Aslına bakılırsa Bertolucci’nin, son filmi Düşler, Tutkular, Suçlar (The Dreamers, 2003) da benzer eleştiriler almaktadır, toplumsal gerçeklik ve bireysel gerçeklik arasında kurduğu denge her daim tartışmalı olmuştur. Bu ‘sorunlu’ hâl bir ölçüde, yönetmenin, duyumlarımızın nesnelere ait nitelikler değil, ruhumuzda oluşan değişiklikler olduğunu kabul eden duyumculuğa yakınlığından kaynaklanır. Bu durum, Verdi’nin opera estetiğinden (destansılık, görkem, coşku, romantizm, tutku ve lirizm) beslenen bir sinemacı için anlaşılır bir şeydir. Yeni Dalga’nın coşkulu, uçarı, deli dolu, romantik havası ile yönetmenin manzaralı kırlarda geçen çocukluğu ve şairliği bu yakınlığa ayrıca destek verir. Bertolucci’nin, bizzat duygunun hareketlerini takip ettiği ve kahramanlarının iç dünya labirentinde dolaştığı sıralarda, kimi zaman onlara duyduğu bir sempati sonucu, üstlerinde nesnel bir bakış yaratmaktan veya onların dış dünya bağlarını geliştirmekten uzak durması ise, konunun tartışmalı kısmını oluşturur. Bu noktada, yönetmenin Marks, Freud ve Verdi arasında kurduğu dengenin, sinemasındaki başarıya doğrudan etkidiği çıkarsanabilir. Bertolucci, filmlerine şekil veren yukarıdaki toplamı sahnelerken, derdi olan her yönetmen gibi sürekli aynı tema ve figürleri karşımıza çıkarır. Bunlar, birbirleriyle ilişki içinde olan çeşitli katmanlar halinde kurgulanmışlardır.

•••

▸ **Görevler ve alıştırmalar**:
1/ Kayıtlarda "monument" dizgesini içeren satırların hepsini bulun ve her birini aynen aktarın.
2/ Bertolucci üzerine metnin devamını, son cümlesinin ardından başlayarak yazın.
Kayıtların Bertolucci üzerine metinle hiçbir bağlantısı yoktur.

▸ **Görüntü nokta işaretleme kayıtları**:
•••

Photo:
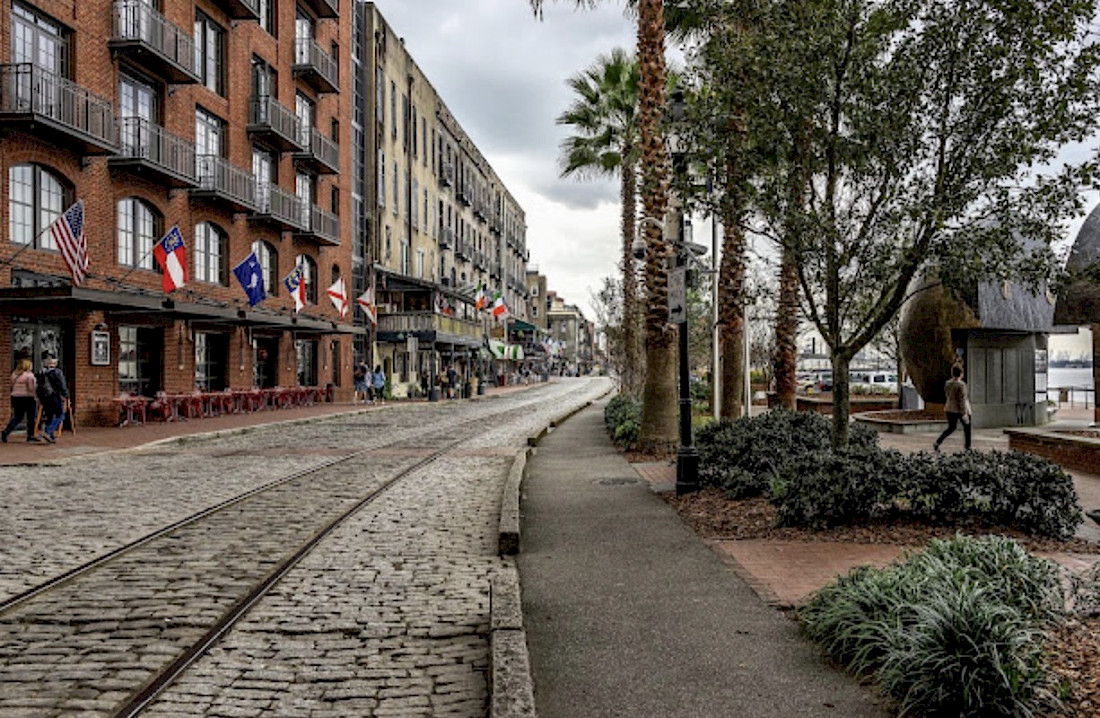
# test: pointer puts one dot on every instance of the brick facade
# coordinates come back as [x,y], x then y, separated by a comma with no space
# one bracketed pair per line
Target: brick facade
[116,296]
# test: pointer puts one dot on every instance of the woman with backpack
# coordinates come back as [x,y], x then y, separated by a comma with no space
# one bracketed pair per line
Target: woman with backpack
[23,390]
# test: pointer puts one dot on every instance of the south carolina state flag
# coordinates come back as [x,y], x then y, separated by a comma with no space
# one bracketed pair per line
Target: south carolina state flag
[169,255]
[338,294]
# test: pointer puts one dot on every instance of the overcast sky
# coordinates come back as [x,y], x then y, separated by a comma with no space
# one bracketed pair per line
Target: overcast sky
[503,75]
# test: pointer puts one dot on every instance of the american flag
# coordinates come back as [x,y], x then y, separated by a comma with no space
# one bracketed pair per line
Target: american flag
[67,231]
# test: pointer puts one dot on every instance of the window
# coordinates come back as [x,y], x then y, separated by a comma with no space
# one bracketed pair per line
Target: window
[303,37]
[209,134]
[211,351]
[267,15]
[211,249]
[264,79]
[393,110]
[40,41]
[35,198]
[304,110]
[210,53]
[305,189]
[380,100]
[268,263]
[139,228]
[310,276]
[382,178]
[307,362]
[264,165]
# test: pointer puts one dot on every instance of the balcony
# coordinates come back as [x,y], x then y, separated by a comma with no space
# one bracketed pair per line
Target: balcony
[322,154]
[325,8]
[39,100]
[149,148]
[277,207]
[274,123]
[427,321]
[315,66]
[322,227]
[224,183]
[145,35]
[240,9]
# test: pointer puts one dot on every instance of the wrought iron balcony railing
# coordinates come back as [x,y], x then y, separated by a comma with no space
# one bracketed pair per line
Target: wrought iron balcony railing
[227,183]
[150,147]
[154,42]
[315,66]
[274,122]
[33,96]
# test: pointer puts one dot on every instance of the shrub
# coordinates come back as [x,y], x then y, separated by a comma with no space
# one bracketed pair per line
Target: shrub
[953,630]
[623,419]
[990,488]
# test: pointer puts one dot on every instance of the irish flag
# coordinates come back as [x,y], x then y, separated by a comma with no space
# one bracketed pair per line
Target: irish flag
[499,309]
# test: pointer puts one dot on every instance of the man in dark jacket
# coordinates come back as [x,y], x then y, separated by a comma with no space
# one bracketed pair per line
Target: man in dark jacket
[53,404]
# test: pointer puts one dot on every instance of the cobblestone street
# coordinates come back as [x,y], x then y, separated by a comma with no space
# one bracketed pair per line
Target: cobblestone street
[388,616]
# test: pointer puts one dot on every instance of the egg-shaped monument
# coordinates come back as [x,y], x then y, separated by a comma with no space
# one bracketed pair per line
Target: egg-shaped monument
[997,332]
[1079,304]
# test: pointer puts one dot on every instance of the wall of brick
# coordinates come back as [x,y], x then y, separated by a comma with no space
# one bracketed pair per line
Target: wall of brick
[101,187]
[1076,453]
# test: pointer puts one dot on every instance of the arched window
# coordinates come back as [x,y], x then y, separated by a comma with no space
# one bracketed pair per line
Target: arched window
[311,276]
[36,196]
[211,249]
[139,228]
[268,262]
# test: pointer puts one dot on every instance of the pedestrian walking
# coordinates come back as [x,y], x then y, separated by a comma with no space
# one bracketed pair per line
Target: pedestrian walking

•••

▸ **Görevlerin yanıtları**:
1/
# test: pointer puts one dot on every instance of the egg-shaped monument
Target: egg-shaped monument

2/
a) Gizemi Açmak ya da Kayıp Cennet Arayışı: ‘Kendi’ gizemine bakma arzusu; gizemi açmak peşinde olma, Bertolucci’nin diğer tüm temaları içine sinmiş gibidir. Çocukluk ve gençlik çağına dönüşler, bir bulmacanın içine düşmüş gibi hareket eden karakterlerle, ödipal karmaşayı çözmeye yönelik girişimler, kayıp bir huzurun arayışı, gerçeklik algısının aldatıcılığı üzerinde, bellek ve zaman temasını ön plana çıkaran oyunlar bu başlık altında ele alınabilir. Örneğin, La Commera Secca (The Grim Reaper, 1962), çok sayıda kişinin tanık olduğu bir cinayet hakkında yapılan bir soruşturma üzerinedir. Tanıklar, Raşomonvari biçimde dinlenir. Ortada tek cinayet, birçok gerçek vardır. Konformist’te kahraman, çocukken yaşadığı bir cinsel deneyimin suçluluğundan kurtulamayınca, var olmayan suçlular üretir ve gerçek ile ürettiği kurguyu birbirinden ayıramaz. Babası, akıl hastanesinde şiir yazarken görülür.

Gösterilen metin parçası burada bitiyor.